From Transition to Transformation

From Transition to Transformation

This article first appeared in the December 2019/January 2020 issue of AACC's Community College Journal

When discussing the ways students have changed in the 21st century, we often come back to the term “consumerization.” When we seek to describe precisely how students have become “consumerized,” we usually land on a definition centered on their tech-savviness. They are mobile. They are social. They want that “Amazon experience” in every interaction with an institution.

While all of the above are true, I believe the consumerization of higher education denotes a transition that’s far more fundamental—and far more advantageous to America’s community colleges.

At its core, the consumerization of higher education is about a shift in the balance of power from the institution to the student. Gone are the days when a university president would stand up at new student orientation, ask each person to look to the left and look to the right, and then state that “four years from now, one of you won’t be here.” Attrition is no longer a badge of honor that speaks to high academic standards or rigor. In the era of consumerization, it’s an institutional failure that allowed a student to fall through the cracks and drains the institution of tuition-based resources.
########################################
## [Given exercise 1]
Decide whether each statement agrees with the article on the consumerization of higher education. Answer yes or no for each and quote the words of the article that settle it.
(a) The article first ran in an issue of AACC's Community College Journal dated December 2019/January 2020.
(b) The writer holds that consumerization means no more than students' comfort with technology.
(c) Under consumerization, a high attrition rate still signals academic rigor.
## [Given exercise 2]
Pick up the article on the consumerization of higher education after its final sentence and write the paragraph that comes next.

## [Record excerpts]
########################################
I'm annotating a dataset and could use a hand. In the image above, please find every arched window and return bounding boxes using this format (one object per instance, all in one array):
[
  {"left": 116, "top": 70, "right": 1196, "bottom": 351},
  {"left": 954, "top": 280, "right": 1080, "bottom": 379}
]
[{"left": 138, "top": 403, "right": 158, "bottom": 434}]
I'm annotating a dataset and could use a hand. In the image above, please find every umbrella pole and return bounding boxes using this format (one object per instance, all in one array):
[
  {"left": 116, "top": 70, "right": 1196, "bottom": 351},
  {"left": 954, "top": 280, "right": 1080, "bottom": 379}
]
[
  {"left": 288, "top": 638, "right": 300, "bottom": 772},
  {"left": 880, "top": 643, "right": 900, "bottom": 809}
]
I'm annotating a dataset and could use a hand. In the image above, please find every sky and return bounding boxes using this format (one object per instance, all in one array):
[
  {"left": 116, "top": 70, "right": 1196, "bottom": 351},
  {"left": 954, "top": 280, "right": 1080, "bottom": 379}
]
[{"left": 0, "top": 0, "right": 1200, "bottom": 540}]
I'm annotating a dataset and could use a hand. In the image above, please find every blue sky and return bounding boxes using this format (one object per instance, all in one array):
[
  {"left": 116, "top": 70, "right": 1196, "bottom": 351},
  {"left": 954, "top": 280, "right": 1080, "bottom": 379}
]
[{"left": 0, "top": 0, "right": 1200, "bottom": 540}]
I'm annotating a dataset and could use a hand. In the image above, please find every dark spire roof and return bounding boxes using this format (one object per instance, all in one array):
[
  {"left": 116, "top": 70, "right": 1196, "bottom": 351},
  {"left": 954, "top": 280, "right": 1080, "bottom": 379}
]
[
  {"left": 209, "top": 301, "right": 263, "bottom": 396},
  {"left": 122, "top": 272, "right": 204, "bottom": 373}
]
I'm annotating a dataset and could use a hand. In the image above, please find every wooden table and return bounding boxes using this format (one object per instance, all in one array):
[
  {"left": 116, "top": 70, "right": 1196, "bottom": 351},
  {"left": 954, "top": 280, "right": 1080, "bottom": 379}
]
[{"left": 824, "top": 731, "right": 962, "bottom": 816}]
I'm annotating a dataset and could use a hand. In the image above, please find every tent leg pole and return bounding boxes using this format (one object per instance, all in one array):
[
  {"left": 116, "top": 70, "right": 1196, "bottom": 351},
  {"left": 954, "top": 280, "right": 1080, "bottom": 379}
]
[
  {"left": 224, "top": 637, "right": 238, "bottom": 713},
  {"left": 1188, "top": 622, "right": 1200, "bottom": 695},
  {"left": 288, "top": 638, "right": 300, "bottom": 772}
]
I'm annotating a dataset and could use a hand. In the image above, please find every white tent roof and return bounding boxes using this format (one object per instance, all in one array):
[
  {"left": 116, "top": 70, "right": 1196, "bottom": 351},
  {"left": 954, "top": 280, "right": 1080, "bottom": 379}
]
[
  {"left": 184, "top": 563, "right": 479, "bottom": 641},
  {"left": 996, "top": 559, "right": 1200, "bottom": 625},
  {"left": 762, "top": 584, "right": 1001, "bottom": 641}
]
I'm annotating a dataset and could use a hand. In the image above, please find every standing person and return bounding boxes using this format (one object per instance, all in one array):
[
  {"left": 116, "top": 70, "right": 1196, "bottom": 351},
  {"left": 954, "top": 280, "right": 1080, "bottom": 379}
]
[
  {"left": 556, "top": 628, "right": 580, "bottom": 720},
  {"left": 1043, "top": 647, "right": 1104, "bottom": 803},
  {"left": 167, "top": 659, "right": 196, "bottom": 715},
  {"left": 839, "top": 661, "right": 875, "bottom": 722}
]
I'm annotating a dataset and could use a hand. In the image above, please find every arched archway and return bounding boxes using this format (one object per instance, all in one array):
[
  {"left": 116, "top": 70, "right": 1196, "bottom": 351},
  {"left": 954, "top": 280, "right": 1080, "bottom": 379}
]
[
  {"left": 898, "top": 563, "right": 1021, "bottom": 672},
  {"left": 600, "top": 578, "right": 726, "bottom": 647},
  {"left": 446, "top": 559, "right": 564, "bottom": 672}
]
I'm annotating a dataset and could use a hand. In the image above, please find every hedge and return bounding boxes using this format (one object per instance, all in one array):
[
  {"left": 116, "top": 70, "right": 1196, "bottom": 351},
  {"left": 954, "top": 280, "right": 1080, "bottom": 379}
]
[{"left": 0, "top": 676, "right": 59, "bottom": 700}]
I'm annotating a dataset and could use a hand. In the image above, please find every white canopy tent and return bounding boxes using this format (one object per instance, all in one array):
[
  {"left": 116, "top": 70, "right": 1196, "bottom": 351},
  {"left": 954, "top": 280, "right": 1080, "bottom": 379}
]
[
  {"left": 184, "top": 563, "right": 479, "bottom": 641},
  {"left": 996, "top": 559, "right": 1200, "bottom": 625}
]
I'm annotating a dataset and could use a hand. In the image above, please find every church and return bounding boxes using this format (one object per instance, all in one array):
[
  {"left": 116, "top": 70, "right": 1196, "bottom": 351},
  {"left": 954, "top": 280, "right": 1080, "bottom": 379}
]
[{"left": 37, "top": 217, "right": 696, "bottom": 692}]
########################################
## [Task result 1]
(a) Yes: "This article first appeared in the December 2019/January 2020 issue of AACC's Community College Journal"
(b) No: "I believe the consumerization of higher education denotes a transition that’s far more fundamental"
(c) No: "Attrition is no longer a badge of honor that speaks to high academic standards or rigor."

## [Task result 2]
Why is this a good thing for community colleges? Because their mission has always been aligned to this new paradigm in ways that their counterparts’ have not —and, as such, many have moved quickly to adapt to how students have changed here in the 2020s. They are leveraging technology to create the more supportive and nurturing atmosphere that meets the needs of students who have different goals, want a different experience, and desire greater levels of support.

Goals

As populations of 18-22-year-olds continue to decline in the U.S., the absence of traditional students on campus is increasingly filled by a new generation of continuous learners—working adults seeking to upskill and keep up with a rapidly changing economy. They’re not seeking a traditional 120-credit-hour degree. They are looking for credentials, apprenticeships, and other non-degree certifications that prove their value to current or potential employers.

A recent Ellucian survey finds that 97 percent of students believe that credentials will be essential to meeting career goals—a figure mirrored by the 97 percent of recruiters who believe credentials will be important in their company’s hiring decisions, especially when choosing between two or more otherwise similar candidates.

At the same time, traditional students are increasingly seeking paths to degree completion that are as fast and cost-effective as possible. They don’t have the time or resources to take classes that don’t align with their degree objectives or to put essential courses off for a semester because prerequisites haven’t been met.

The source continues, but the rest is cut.